EXTRACT PROVIDED: Begin

Using median analyst Q2 revenue projections from Capital IQ a model was built of the share of businesses experiencing a 70% revenue decline due to COVID-19 as a function of industry-wide revenue declines. This model was applied to the estimated April-June revenue shocks for industries with and without published revenue data to estimate the share of business with qualifying revenue declines by industry.
Qualifying corporations were identified in corporate tax filings by flagging corporations with less than $50,000 in monthly rents per location and total revenues of less than $20 million. The share of rental expenditures occurring among qualifying corporations was estimated based on corporate tax filings for each subsector. For the purpose of this calculation, monthly rents were approximated based on total rental operating expenditures apportioned in proportion to rental operating expenditures in the supply and use table. The same process was then applied for partnerships and sole proprietorships to calculate the share of expenditures at all businesses in each industry group.
To estimate annual rental expenses of eligible small businesses, the shares of expenditures occurring among qualifying businesses were applied to the subsector total non-residential rent expenditures discounted by the share of businesses in each industry group expected to have qualifying revenue declines. The Canadian Survey on Business Conditions was used to create a co-occurrence factor accounting for the higher probability of qualifying businesses having qualifying revenue losses.
The annual expenditures were inflated from 2016 to 2020 based on revenue trends among non-residential lessors of real estate and converted to quarterly expenditures.
The total value of loans expected to be issued was projected based on the number and value of loans issued to date, the number of outstanding claims, and the number of new claims being submitted each week. An adjustment factor was set to produce the projected value of loans based on the operational data. It was assumed that all tenants granted rent relief for April to June would also be granted rent relief for July, August and September.

EXTRACT PROVIDED: End

EXERCISE BRIEF>
Answer these from the text on estimating rent relief costs.
(a) What share of revenue decline did the model use for businesses hit by COVID-19?
(b) What monthly rent per location did a corporation have to stay under to qualify?
(c) Between which two years were the annual expenditures inflated?
The items after this text are separate material.

RECORDED DATA: Begin

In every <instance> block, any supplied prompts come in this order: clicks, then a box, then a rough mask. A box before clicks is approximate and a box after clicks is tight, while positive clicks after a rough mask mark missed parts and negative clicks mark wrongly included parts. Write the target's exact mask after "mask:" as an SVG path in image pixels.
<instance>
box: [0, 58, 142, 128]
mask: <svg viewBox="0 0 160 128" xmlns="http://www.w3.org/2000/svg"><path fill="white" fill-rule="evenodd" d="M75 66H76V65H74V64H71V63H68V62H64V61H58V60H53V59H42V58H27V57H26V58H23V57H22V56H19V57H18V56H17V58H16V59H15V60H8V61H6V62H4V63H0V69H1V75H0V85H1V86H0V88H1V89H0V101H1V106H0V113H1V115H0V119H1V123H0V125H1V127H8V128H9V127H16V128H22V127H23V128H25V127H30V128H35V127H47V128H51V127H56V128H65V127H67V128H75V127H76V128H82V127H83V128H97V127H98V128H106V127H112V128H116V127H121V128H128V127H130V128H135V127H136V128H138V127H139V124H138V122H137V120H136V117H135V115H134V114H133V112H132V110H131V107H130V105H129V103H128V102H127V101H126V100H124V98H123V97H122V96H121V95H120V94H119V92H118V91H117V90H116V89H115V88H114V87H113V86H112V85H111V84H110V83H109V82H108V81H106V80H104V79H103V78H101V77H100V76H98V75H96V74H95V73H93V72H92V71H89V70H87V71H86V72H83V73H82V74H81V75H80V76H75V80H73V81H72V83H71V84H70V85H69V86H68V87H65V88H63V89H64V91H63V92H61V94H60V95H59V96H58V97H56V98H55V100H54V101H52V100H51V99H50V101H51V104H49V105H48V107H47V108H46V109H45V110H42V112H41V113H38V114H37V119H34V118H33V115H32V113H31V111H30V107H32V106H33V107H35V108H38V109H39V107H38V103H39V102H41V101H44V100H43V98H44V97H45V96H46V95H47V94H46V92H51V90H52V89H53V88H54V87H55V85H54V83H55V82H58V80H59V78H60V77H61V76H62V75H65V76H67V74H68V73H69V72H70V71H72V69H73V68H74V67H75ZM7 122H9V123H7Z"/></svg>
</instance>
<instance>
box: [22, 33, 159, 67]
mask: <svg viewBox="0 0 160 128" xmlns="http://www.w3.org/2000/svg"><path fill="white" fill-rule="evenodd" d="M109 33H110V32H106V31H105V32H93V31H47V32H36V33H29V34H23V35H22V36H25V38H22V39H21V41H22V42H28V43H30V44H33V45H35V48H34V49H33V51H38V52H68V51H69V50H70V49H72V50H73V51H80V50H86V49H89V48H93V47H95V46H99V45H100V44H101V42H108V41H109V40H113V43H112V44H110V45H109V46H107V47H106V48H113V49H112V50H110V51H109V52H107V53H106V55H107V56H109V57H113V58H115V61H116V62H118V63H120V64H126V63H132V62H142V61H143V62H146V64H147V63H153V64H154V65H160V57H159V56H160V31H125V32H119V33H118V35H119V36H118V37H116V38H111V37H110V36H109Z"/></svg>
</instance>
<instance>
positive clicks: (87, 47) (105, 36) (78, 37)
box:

RECORDED DATA: End
RECORDED DATA: Begin

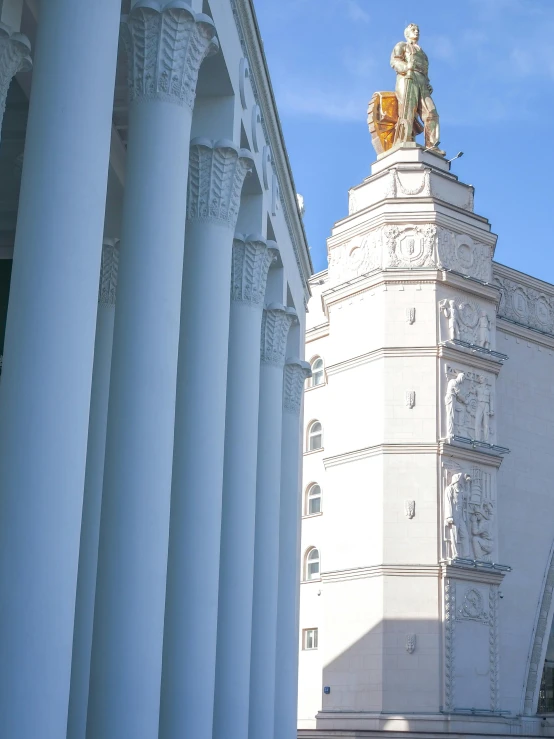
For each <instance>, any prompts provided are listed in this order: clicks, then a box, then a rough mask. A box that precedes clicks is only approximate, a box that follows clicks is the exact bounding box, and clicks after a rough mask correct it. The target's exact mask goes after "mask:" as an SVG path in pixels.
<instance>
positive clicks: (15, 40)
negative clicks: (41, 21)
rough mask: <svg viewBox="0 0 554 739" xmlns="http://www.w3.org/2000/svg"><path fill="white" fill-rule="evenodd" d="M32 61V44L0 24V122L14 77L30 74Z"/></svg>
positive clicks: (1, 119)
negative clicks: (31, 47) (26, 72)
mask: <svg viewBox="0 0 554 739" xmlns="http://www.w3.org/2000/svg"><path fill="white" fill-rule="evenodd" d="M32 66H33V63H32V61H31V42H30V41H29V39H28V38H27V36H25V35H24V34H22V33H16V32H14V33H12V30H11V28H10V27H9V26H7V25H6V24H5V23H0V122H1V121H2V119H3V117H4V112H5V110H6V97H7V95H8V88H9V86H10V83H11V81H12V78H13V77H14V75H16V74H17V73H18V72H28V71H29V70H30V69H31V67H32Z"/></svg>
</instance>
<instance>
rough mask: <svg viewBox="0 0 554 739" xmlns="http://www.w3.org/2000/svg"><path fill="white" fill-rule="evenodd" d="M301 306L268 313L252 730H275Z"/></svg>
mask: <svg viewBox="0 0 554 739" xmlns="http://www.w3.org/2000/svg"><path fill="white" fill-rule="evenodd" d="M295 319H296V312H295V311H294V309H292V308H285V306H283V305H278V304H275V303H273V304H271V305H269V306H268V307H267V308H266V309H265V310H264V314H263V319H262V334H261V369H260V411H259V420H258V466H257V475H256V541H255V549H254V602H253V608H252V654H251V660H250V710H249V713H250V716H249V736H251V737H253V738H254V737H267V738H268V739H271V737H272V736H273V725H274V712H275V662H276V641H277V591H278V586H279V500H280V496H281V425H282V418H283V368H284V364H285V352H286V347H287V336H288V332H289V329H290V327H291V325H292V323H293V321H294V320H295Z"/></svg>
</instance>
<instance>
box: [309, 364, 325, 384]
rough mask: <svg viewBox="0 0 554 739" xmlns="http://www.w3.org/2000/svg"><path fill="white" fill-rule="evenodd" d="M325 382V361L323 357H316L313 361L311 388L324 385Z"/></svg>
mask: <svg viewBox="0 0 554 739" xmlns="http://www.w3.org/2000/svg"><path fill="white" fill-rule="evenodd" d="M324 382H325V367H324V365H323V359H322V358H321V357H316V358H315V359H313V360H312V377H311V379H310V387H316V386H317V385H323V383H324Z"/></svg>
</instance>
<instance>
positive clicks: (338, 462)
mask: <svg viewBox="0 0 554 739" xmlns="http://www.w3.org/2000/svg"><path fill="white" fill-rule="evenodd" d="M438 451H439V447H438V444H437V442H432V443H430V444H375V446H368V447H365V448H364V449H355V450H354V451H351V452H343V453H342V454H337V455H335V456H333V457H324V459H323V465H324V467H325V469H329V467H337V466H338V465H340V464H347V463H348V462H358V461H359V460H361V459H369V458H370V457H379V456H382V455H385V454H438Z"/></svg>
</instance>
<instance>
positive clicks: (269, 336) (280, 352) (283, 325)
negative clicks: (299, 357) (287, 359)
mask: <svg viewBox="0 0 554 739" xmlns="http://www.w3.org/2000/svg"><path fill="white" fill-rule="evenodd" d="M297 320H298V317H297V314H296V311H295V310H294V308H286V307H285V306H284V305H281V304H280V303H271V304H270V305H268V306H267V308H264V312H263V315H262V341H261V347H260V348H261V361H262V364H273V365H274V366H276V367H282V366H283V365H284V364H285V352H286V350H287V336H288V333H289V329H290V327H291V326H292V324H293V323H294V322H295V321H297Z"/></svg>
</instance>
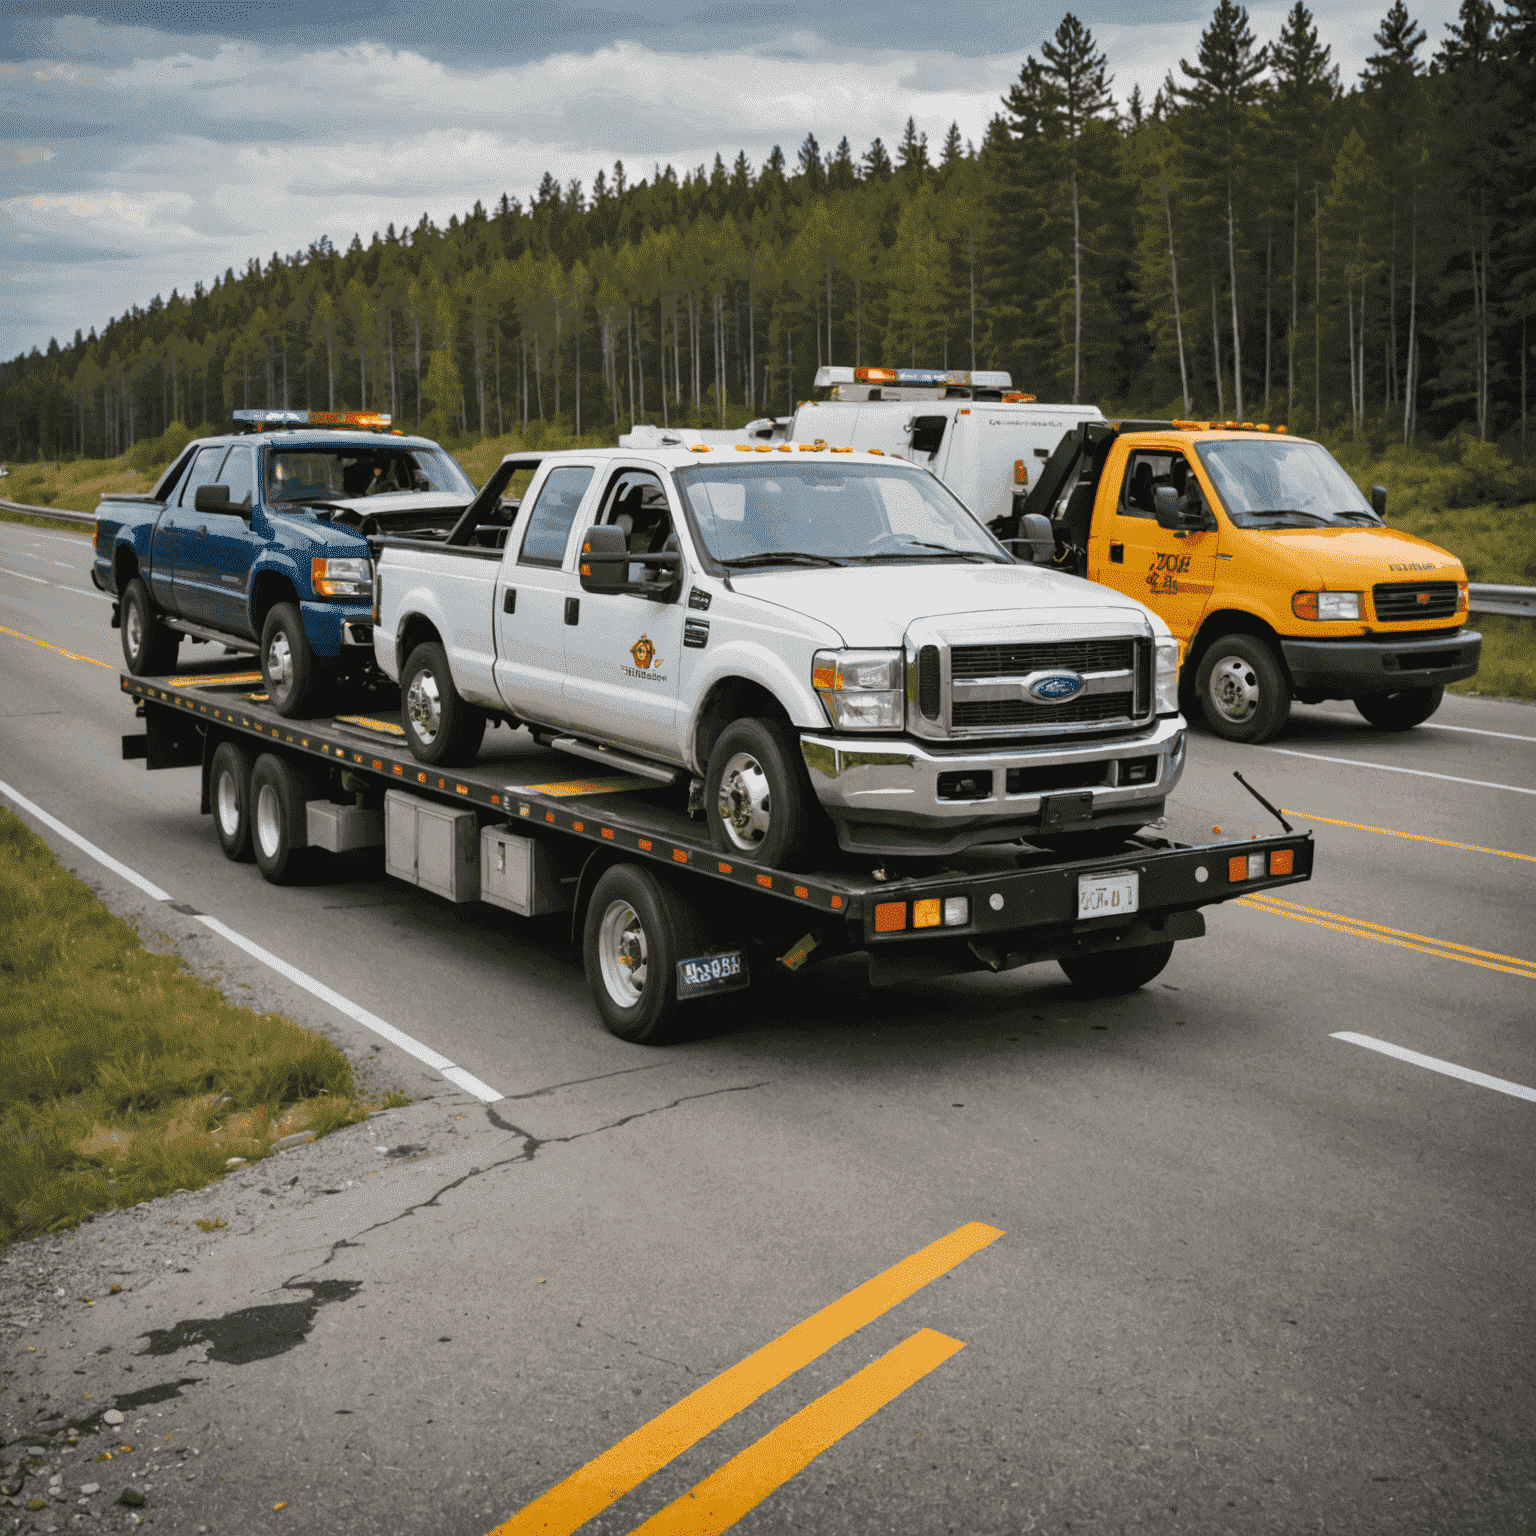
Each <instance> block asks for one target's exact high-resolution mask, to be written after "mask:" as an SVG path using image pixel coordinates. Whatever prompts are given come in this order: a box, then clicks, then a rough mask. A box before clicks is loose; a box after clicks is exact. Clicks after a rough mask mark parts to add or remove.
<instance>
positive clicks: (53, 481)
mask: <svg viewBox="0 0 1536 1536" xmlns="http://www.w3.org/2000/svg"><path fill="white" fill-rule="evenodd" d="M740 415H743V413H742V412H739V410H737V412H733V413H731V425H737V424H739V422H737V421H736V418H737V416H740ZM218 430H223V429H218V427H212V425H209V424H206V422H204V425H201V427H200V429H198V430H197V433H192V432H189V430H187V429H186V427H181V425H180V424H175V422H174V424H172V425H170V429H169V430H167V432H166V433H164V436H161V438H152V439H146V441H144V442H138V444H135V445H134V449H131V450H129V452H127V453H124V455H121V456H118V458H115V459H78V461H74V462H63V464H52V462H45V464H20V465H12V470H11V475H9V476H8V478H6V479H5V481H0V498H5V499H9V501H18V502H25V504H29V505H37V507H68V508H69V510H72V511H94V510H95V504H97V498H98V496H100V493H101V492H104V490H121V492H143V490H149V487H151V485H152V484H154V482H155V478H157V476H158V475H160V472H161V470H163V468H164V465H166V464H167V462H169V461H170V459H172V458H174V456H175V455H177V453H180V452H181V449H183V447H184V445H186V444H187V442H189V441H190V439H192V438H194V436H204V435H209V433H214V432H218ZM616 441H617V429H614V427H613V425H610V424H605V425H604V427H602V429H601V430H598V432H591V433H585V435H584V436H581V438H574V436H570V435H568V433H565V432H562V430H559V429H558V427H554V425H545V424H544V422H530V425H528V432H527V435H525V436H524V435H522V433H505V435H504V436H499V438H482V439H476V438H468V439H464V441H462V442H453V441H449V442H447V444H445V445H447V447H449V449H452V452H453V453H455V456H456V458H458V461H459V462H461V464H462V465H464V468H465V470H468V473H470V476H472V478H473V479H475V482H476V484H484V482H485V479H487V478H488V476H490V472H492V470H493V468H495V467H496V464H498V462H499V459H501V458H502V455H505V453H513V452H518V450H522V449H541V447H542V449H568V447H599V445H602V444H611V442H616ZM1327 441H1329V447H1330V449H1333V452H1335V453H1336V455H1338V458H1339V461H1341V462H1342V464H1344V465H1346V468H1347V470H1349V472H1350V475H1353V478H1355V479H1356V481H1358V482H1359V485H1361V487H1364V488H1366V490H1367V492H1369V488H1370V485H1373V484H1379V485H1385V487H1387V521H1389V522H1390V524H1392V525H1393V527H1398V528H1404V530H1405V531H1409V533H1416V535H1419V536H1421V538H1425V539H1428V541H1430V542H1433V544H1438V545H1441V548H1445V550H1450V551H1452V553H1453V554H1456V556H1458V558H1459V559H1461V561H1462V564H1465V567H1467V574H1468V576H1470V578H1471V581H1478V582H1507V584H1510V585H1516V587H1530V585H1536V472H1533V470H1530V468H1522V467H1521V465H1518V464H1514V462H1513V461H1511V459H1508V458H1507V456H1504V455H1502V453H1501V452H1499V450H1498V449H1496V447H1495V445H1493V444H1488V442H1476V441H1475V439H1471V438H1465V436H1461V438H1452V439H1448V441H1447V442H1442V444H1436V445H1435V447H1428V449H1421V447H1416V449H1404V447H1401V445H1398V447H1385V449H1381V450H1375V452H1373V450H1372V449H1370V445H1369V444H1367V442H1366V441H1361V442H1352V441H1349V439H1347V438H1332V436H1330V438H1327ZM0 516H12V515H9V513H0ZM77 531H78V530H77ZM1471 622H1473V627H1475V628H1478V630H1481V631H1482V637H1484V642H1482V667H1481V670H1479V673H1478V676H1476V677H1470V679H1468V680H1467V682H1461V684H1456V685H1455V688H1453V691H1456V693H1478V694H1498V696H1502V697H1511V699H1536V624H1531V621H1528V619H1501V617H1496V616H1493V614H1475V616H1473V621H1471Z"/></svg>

RECORDED DATA: End

EXERCISE ANSWER>
(a) 70%
(b) $50,000
(c) 2016 and 2020